- **YOUR TASK**: The records below must be copied in full; omit the images.

[EXTRACTED RECORDS Boundary: Start]

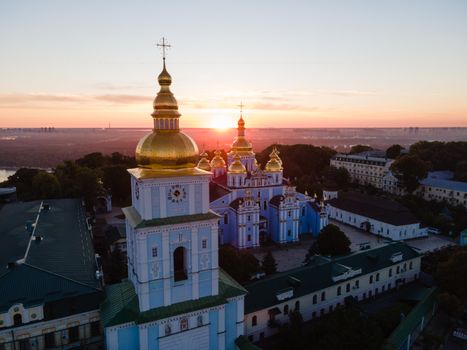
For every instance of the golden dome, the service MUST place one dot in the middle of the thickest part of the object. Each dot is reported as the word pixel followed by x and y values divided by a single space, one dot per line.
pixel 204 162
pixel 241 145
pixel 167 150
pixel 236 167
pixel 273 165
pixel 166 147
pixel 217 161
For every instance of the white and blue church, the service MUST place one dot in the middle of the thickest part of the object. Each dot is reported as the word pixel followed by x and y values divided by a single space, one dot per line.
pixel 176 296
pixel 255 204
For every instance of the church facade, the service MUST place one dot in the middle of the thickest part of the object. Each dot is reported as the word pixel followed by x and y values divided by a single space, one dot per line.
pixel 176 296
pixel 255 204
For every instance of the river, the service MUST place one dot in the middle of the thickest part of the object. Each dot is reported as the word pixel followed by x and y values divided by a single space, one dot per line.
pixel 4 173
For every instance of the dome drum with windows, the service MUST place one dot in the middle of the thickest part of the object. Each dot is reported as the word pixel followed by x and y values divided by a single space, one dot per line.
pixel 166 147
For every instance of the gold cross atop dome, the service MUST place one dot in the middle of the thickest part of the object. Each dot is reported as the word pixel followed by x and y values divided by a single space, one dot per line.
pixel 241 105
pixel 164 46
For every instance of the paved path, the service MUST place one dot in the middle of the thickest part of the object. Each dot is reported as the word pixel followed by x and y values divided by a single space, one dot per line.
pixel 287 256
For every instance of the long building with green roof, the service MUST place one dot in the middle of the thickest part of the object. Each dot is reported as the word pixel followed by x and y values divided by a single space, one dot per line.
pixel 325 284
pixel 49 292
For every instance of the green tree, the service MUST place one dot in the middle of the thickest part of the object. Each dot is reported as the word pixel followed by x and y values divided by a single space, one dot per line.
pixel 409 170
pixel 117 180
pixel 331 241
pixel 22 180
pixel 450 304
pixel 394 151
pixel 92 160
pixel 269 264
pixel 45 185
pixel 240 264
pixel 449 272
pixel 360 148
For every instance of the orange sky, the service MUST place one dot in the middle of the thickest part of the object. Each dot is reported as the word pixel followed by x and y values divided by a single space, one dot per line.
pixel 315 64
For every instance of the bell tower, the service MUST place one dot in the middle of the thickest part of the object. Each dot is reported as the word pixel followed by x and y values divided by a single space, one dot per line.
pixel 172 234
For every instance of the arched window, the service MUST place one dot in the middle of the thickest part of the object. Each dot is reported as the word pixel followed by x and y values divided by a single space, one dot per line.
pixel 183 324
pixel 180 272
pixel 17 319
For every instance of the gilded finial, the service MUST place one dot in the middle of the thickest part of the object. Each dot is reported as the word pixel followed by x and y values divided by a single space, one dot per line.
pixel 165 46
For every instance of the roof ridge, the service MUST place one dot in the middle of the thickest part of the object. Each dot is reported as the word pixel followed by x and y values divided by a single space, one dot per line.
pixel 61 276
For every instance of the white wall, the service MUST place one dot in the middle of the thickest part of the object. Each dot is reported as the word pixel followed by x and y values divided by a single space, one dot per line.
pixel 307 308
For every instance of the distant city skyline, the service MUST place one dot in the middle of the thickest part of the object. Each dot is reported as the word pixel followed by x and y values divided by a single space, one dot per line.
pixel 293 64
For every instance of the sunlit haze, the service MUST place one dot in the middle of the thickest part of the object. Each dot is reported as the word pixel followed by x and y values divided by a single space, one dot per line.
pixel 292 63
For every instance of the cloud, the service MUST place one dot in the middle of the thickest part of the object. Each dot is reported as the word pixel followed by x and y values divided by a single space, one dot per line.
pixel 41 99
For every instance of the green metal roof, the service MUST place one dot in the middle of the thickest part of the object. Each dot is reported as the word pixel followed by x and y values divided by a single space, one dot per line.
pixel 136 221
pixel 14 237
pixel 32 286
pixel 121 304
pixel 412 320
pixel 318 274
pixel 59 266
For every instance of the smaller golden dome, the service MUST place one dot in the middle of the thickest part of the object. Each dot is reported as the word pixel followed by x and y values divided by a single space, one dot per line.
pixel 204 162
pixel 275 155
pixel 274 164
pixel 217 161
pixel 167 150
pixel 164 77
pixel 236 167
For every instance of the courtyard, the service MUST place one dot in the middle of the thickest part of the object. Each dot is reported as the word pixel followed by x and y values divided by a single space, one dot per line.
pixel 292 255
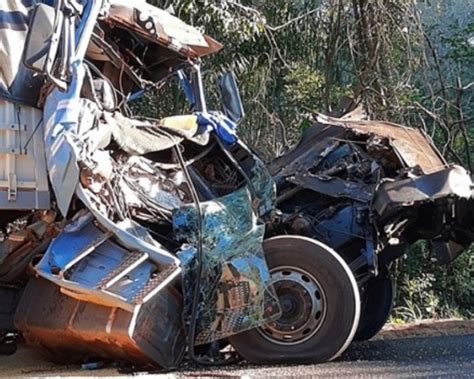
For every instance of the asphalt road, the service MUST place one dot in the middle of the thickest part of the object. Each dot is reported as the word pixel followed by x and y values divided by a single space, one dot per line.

[EXTRACTED RECORDS Boundary: End]

- **COMPLETED TASK**:
For every instance of the golden dome, the service MUST place one dot in the middle of the thickest part of the object. Each dot is reported as the word pixel followed by x and y values divided by a single space, one dot per line.
pixel 204 162
pixel 241 145
pixel 167 150
pixel 236 167
pixel 273 165
pixel 166 147
pixel 217 161
For every instance of the white and blue church, the service MUST place one dot in the middle of the thickest part of the object. Each dot is reported as the word pixel followed by x and y values divided by a single space, one dot per line.
pixel 176 296
pixel 255 204
For every instance of the church facade, the service MUST place one dot in the middle of the thickest part of the object. Each dot is reported as the word pixel followed by x and y values divided by a single space, one dot per line.
pixel 176 296
pixel 255 204
For every instance of the river, the service MUST place one dot in the middle of the thickest part of the object. Each dot is reported as the word pixel followed by x and y values divided by a single space, one dot per line.
pixel 4 173
For every instance of the dome drum with windows, the service MUST place one dot in the middle of the thickest part of the object. Each dot is reported as the word pixel followed by x and y values divided by a single space, one dot per line.
pixel 166 147
For every instance of the gold cross atop dome, the service MUST place one dot in the middle of the thickest part of the object. Each dot is reported as the word pixel followed by x and y values divided by a single space, one dot per line.
pixel 241 105
pixel 164 46
For every instance of the paved path, the service MUST place one dot in the middle of the thickest part of the object. Each dot is reported as the word pixel followed by x and y values divided by a single space, one dot per line.
pixel 287 256
For every instance of the long building with green roof, the service MUST place one dot in the middle of the thickest part of the object. Each dot is reported as the word pixel followed by x and y values divided by a single space, one dot per line.
pixel 325 284
pixel 49 292
For every instance of the green tree, the service MUST place one dot in the middle of the thickest part of the object. Each dot is reported as the word pixel followed by x and y values divided by a single space, one dot per line.
pixel 409 170
pixel 117 180
pixel 331 241
pixel 22 180
pixel 450 304
pixel 394 151
pixel 92 160
pixel 269 264
pixel 45 185
pixel 240 264
pixel 449 272
pixel 360 148
For every instance of the orange sky, the service MUST place one dot in the middle of the thickest part of the object. Each dot is reported as the word pixel followed by x and y values divided by a single space, one dot per line.
pixel 315 64
For every instance of the bell tower, the service MUST place one dot in the middle of the thickest part of the object. Each dot is reported as the word pixel followed by x and y values divided by a single space, one dot per line.
pixel 172 234
For every instance of the arched window, the service MUST place one dot in the middle of the thickest part of the object. Each dot is reported as the word pixel followed by x and y values divided by a single space, one dot per line.
pixel 183 324
pixel 180 272
pixel 17 319
For every instance of the gilded finial, the service MUST place one dot in the middle of the thickest part of the object. Each dot is reported as the word pixel followed by x and y values divided by a single space, one dot per line.
pixel 165 46
For every instance of the roof ridge, the service MUST place one dot in the middle of the thickest part of the object. Each dot is reported as the word pixel followed by x and y values divided by a single space, one dot per line.
pixel 61 276
For every instance of the white wall, the service MUST place one dot in the middle of the thickest part of the object. Each dot is reported as the word pixel followed by x and y values divided by a single space, one dot per line.
pixel 307 308
For every instance of the distant city skyline, the service MUST place one dot in the middle of the thickest part of the object. Each dot is reported as the word pixel followed by x and y values divided by a single space, one dot per line.
pixel 293 64
For every instance of the sunlit haze, the service MUST place one dot in the middle of the thickest part of the object. Each dot is reported as the word pixel followed by x and y values divided by a single space, one dot per line.
pixel 292 63
For every instance of the cloud, the service MUST place one dot in the middle of the thickest part of the object. Each dot is reported as the word pixel followed by x and y values divided by a single space, one dot per line.
pixel 41 99
For every instance of the green metal roof, the service MUST place one dot in the middle of the thickest part of the object. Each dot is reported as the word pixel followed by x and y values divided by a single space, one dot per line.
pixel 136 221
pixel 14 237
pixel 32 286
pixel 121 304
pixel 412 320
pixel 318 274
pixel 59 266
For every instance of the smaller golden dome, the service MUST place one dot in the middle of the thickest part of the object. Each dot is reported as the word pixel followed by x and y values divided by a single space, one dot per line.
pixel 204 162
pixel 275 155
pixel 274 164
pixel 217 161
pixel 167 150
pixel 164 77
pixel 236 167
For every instance of the courtyard, the service MUST place one dot in the middle of the thickest part of the object. Each dot is reported as the word pixel followed by x and y values divided by a single space, one dot per line.
pixel 292 255
For every instance of the asphalt road, the service MUST place one dot in the middle of the thickest part of the object. Each dot is reported as the word pixel followed by x and y values divided by a single space, one dot per line.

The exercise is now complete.